Direction →
An exact copy of every record is needed.

Data provided →
----
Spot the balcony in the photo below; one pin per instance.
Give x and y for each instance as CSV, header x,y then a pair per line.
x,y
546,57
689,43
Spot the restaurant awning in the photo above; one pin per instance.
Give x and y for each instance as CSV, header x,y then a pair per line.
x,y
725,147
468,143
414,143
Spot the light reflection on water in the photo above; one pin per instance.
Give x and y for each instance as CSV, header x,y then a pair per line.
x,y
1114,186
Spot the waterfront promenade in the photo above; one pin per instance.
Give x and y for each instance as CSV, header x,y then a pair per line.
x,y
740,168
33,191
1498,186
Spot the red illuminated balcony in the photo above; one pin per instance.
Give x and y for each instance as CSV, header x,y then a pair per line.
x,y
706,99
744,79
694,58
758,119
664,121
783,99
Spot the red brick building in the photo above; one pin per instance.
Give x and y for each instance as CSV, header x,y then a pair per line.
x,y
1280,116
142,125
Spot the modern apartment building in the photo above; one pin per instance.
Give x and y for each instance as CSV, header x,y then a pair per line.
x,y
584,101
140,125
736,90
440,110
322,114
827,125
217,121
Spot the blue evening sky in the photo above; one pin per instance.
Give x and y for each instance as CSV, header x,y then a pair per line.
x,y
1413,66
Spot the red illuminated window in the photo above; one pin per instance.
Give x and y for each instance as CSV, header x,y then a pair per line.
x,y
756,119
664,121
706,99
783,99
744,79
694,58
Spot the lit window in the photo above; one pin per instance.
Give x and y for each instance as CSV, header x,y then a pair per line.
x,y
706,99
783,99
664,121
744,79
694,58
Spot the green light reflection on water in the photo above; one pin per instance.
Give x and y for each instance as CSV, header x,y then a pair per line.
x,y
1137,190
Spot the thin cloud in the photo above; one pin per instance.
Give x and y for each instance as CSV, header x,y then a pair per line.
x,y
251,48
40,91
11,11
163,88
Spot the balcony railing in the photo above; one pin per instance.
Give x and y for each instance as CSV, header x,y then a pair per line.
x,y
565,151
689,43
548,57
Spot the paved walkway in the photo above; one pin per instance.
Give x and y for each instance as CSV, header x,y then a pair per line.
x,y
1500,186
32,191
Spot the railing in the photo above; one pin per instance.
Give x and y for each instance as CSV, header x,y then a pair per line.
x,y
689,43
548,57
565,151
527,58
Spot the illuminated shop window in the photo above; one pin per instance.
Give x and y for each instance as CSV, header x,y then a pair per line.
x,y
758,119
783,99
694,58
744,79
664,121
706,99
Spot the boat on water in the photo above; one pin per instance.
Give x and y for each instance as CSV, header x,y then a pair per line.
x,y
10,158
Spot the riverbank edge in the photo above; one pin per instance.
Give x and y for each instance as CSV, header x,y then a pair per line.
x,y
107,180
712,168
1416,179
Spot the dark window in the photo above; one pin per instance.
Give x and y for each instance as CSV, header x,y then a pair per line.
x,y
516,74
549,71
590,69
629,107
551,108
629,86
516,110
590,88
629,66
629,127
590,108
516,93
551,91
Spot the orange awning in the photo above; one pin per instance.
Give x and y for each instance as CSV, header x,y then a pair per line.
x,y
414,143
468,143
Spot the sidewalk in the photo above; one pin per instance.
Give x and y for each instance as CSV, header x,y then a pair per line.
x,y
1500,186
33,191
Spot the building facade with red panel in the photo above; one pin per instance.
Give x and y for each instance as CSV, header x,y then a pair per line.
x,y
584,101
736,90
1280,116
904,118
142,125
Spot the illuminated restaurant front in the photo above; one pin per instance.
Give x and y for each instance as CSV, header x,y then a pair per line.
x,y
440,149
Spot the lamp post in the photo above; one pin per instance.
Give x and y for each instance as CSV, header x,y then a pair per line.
----
Task answer →
Spot the balcony in the photo below; one pin per instance.
Give x and y for each instance as CSV, header x,y then a pair per line.
x,y
546,57
689,43
Spot the restaurant awning in the photo above; one pin per instance.
Give x and y for each instance as CSV, header x,y then a pair per line.
x,y
725,147
468,143
414,143
Spot the light reflection on water in the photo above; one pin per instance.
Give x and y for each instance as CSV, header x,y then a pair per line.
x,y
1114,186
Spot the waterfront promenade in the photo above; one pin per instance.
Give x and y for each instance as CSV, header x,y then a pair per line.
x,y
740,168
33,191
1498,186
Spot the red illuminated balcony in the photo above; one pin per instance.
Give x and y for each instance as CSV, header x,y then a pair per line.
x,y
706,99
744,79
694,58
758,119
664,121
783,99
Spot the red brick building in the photo above; one pin per instance.
Give x and y for each instance as CSV, header x,y then a pair per line.
x,y
1280,116
142,125
Spot the modern apartment building in the photo above; one pin per instance.
Give x and y for each instance as CSV, header x,y then a pair per line.
x,y
584,101
140,125
736,90
440,110
322,114
827,125
217,121
Spot the blue evening sky in the photo above; one pin per instance.
Give x and y for each instance as CSV, header x,y then a pair per line.
x,y
1413,66
Spot the red illuminated window in the photo above; one pin per instance.
Give x and y for each instance as CSV, header x,y then a pair per line.
x,y
756,119
664,121
706,99
783,99
744,79
694,58
Spot the lit window in the photo above; one pin per instance.
Give x and y for each instance as CSV, header x,y then a pair per line.
x,y
706,99
783,99
664,121
744,79
694,58
Spot the green light reflection on water in the photo above; one pin per instance.
Give x and y for each instance as CSV, header x,y then a pair per line.
x,y
1137,190
Spot the thin cloud in the photo above; one pin per instance.
Give x and y for each instance as CSV, header x,y then a pair per line.
x,y
251,48
40,91
11,11
163,88
Spot the balcony railing in the photo above; one pin per instance.
Give x and y for each instance as CSV, header x,y then a pair per line.
x,y
565,151
689,43
548,57
Spot the paved walkway in the photo above; one pin per instance.
Give x and y for each instance as CSV, header x,y then a pair per line.
x,y
1500,186
32,191
Spot the railing in the photo above; one pin per instance.
Give x and y for each instance as CSV, header x,y then a pair per line.
x,y
689,43
548,57
565,151
527,58
Spot the illuminated shop window in the photo above; one pin per instance.
Give x and y for each instance as CSV, header x,y then a pair per line.
x,y
758,119
783,99
694,58
744,79
664,121
706,99
Spot the boat on water in the photo above; one pin per instance.
Give x and y for each instance as CSV, header x,y then a pair per line.
x,y
10,158
Spot the riverbank edge in the photo above; one pin per instance.
Give x and y for each instance as CSV, header x,y then a pair per line.
x,y
107,180
712,168
1416,179
Spot the dark window in the photo above; one pin per instance.
Give x and y for each instance as CSV, header x,y then a pair per line.
x,y
516,74
549,71
590,69
629,107
551,108
629,86
516,110
590,88
629,66
629,127
590,108
516,93
551,91
Spot the orange awning in the photo above; one pin per instance.
Give x and y for each instance as CSV, header x,y then a pair per line.
x,y
414,143
468,143
Spot the sidewalk in the photo above; one pin per instance.
Give x and y for each instance as CSV, header x,y then a pair per line.
x,y
1500,186
33,191
Spot the building facade with red panel in the photo above; one pin per instance.
Give x and y for each instance as CSV, header x,y then a pair per line.
x,y
584,101
736,90
1280,116
904,118
142,125
Spot the illuminated restaurant front in the photo above; one pin per instance.
Give x and y for each instance as CSV, header x,y then a pair per line.
x,y
440,149
Spot the lamp post in the photo above; one pin per instance.
Give x and y for each instance as CSV, header x,y then a pair per line.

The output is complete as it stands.